- [INSTRUCTIONS FOR THE TASK]
What you give must be exactly the lines of the material from the first through the line that contains "Query: Where is the kitchen corner", inclusive, and no others.

- [PROVIDED DATA]

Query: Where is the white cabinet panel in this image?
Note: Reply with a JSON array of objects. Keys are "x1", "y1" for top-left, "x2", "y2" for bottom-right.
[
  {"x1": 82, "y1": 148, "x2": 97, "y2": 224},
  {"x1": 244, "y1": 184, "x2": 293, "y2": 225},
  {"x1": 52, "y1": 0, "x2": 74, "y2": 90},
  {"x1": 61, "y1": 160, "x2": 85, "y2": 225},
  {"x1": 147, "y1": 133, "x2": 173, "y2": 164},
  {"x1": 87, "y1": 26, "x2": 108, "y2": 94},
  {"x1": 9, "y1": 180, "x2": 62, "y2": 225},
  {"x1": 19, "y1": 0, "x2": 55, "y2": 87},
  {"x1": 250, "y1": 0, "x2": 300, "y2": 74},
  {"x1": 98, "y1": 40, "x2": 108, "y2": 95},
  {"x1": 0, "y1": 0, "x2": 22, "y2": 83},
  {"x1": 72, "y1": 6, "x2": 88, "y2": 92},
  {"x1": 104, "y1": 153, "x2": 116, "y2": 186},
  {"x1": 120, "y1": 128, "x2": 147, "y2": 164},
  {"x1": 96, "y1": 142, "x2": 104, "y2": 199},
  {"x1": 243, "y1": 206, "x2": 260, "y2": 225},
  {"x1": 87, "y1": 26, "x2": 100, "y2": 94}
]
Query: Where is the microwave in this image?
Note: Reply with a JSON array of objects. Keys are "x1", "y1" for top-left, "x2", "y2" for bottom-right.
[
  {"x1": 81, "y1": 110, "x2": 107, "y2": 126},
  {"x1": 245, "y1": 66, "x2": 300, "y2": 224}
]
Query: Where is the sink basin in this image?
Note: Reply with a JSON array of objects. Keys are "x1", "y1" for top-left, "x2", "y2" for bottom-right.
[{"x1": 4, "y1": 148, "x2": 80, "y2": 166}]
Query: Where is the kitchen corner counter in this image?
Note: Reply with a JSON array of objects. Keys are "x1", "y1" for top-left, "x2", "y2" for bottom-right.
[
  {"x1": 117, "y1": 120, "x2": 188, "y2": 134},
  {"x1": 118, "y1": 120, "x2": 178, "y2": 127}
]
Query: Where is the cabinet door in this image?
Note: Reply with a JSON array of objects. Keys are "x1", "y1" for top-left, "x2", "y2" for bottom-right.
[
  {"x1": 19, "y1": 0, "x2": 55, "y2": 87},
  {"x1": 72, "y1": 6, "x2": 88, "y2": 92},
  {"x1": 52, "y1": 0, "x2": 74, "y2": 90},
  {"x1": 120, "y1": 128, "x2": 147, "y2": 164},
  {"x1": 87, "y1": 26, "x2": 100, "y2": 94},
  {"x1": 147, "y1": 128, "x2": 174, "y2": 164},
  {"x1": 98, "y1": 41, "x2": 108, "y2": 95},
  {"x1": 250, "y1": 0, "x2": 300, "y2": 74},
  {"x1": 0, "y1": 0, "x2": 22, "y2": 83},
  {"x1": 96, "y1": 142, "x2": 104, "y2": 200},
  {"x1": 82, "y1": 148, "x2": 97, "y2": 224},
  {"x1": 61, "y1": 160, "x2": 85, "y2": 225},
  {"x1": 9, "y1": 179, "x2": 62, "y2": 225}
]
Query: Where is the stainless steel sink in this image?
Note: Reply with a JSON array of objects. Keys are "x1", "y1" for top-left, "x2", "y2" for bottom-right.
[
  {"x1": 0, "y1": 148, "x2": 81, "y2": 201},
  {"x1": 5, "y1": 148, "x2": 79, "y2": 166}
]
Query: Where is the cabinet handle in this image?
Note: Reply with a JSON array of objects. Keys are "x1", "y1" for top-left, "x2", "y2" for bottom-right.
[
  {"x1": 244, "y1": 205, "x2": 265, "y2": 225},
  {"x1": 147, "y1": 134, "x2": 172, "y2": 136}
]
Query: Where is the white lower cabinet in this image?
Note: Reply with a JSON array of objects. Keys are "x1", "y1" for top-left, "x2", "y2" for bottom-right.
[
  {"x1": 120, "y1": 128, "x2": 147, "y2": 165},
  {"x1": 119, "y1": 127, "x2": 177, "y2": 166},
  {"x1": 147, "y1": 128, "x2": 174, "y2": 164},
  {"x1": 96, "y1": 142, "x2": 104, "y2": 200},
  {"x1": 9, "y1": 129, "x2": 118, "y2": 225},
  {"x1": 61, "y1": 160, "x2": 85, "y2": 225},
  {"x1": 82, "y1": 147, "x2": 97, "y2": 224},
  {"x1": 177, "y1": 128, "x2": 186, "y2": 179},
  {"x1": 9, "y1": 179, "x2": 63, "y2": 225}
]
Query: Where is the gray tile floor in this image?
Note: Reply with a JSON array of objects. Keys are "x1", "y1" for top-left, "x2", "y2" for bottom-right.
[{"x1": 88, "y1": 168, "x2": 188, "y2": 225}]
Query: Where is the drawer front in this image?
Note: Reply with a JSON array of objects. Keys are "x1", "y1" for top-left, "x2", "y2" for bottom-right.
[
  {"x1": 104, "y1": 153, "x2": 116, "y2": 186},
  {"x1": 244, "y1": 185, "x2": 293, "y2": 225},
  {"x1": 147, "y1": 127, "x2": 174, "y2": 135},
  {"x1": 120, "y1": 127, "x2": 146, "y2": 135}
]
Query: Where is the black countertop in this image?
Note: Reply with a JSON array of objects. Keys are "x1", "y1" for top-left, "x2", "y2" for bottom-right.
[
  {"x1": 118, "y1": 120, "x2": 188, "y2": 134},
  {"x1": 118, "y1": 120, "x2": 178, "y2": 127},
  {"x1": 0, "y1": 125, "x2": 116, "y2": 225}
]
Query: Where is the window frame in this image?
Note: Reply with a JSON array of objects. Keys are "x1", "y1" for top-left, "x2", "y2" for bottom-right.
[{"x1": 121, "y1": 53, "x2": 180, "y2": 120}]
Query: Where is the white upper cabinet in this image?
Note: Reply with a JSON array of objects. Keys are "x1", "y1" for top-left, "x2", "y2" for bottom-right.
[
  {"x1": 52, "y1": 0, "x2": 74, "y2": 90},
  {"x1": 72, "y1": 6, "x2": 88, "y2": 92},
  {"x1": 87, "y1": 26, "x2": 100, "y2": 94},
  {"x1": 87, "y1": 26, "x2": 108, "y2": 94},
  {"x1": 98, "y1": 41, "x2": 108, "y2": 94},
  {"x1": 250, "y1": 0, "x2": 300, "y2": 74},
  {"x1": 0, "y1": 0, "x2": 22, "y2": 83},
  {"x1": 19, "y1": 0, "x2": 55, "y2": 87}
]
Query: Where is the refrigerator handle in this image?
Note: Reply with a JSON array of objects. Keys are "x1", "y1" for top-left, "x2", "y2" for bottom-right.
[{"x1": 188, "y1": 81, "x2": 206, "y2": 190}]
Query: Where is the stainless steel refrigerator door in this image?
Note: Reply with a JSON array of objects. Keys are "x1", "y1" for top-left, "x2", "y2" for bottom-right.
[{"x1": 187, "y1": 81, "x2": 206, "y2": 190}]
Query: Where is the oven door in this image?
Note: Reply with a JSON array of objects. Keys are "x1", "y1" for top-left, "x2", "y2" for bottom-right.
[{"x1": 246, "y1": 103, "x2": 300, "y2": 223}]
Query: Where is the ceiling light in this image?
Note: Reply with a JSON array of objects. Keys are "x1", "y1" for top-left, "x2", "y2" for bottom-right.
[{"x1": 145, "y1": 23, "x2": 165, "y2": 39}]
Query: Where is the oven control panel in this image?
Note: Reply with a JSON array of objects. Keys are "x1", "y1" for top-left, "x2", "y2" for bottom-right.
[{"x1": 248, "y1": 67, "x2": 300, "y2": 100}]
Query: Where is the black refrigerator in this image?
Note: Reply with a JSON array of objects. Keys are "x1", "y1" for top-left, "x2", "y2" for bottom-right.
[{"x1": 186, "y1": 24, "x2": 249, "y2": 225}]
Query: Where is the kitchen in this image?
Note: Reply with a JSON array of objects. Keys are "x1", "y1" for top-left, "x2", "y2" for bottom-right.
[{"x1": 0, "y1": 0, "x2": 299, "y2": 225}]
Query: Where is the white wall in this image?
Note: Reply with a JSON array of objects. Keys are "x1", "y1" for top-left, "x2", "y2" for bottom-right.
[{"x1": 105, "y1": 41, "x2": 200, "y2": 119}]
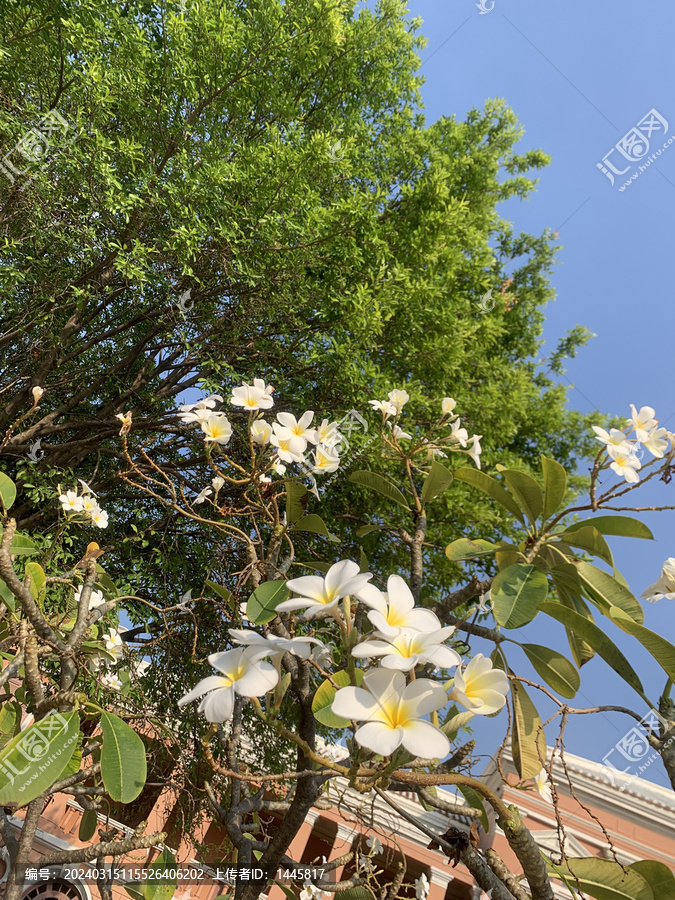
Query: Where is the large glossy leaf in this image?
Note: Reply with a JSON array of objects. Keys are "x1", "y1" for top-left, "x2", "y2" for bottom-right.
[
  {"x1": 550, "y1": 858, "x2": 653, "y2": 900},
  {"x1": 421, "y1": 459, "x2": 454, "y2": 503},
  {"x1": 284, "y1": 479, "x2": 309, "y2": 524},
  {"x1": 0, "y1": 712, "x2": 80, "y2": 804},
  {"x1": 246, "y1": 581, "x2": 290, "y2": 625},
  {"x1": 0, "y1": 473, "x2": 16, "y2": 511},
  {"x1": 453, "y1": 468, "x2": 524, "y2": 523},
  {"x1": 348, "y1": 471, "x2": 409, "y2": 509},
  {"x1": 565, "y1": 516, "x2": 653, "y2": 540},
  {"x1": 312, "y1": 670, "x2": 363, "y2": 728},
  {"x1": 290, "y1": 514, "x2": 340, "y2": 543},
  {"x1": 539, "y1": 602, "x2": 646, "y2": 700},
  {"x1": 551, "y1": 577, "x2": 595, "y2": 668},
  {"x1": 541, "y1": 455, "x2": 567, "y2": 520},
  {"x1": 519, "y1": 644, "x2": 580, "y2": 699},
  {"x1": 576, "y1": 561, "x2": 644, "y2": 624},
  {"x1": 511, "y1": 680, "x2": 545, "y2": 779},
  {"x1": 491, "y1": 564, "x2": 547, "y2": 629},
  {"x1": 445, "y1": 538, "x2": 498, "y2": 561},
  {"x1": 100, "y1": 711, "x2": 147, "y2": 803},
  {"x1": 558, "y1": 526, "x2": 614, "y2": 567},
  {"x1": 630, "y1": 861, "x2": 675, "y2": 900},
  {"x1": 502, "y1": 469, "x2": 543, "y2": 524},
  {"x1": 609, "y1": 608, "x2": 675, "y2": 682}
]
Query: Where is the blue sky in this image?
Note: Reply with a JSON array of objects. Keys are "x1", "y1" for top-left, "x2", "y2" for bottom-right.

- [WRITTEN ANSWER]
Query: Where is the white cabinet panel in this image?
Note: Reply with a JSON array of objects. Keys are "x1", "y1" for top-left, "x2", "y2" for bottom-right.
[
  {"x1": 82, "y1": 148, "x2": 97, "y2": 224},
  {"x1": 244, "y1": 184, "x2": 293, "y2": 225},
  {"x1": 52, "y1": 0, "x2": 74, "y2": 90},
  {"x1": 61, "y1": 160, "x2": 85, "y2": 225},
  {"x1": 147, "y1": 133, "x2": 173, "y2": 164},
  {"x1": 87, "y1": 26, "x2": 108, "y2": 94},
  {"x1": 9, "y1": 180, "x2": 62, "y2": 225},
  {"x1": 19, "y1": 0, "x2": 55, "y2": 87},
  {"x1": 250, "y1": 0, "x2": 300, "y2": 74},
  {"x1": 98, "y1": 40, "x2": 108, "y2": 95},
  {"x1": 0, "y1": 0, "x2": 22, "y2": 83},
  {"x1": 72, "y1": 6, "x2": 88, "y2": 92},
  {"x1": 104, "y1": 153, "x2": 116, "y2": 186},
  {"x1": 120, "y1": 128, "x2": 147, "y2": 164},
  {"x1": 96, "y1": 142, "x2": 104, "y2": 199},
  {"x1": 243, "y1": 206, "x2": 260, "y2": 225},
  {"x1": 87, "y1": 26, "x2": 100, "y2": 94}
]
Query: Where is the microwave in this image?
Note: Reply with a JSON array of objects. Keys are "x1", "y1" for top-left, "x2", "y2" for bottom-right.
[
  {"x1": 81, "y1": 110, "x2": 107, "y2": 126},
  {"x1": 245, "y1": 66, "x2": 300, "y2": 224}
]
Query: Where is the sink basin in this image?
Note: Reply with a JSON array of objects. Keys are "x1", "y1" for top-left, "x2", "y2" for bottom-right.
[{"x1": 4, "y1": 148, "x2": 80, "y2": 166}]
Query: Where is the kitchen corner counter in this image?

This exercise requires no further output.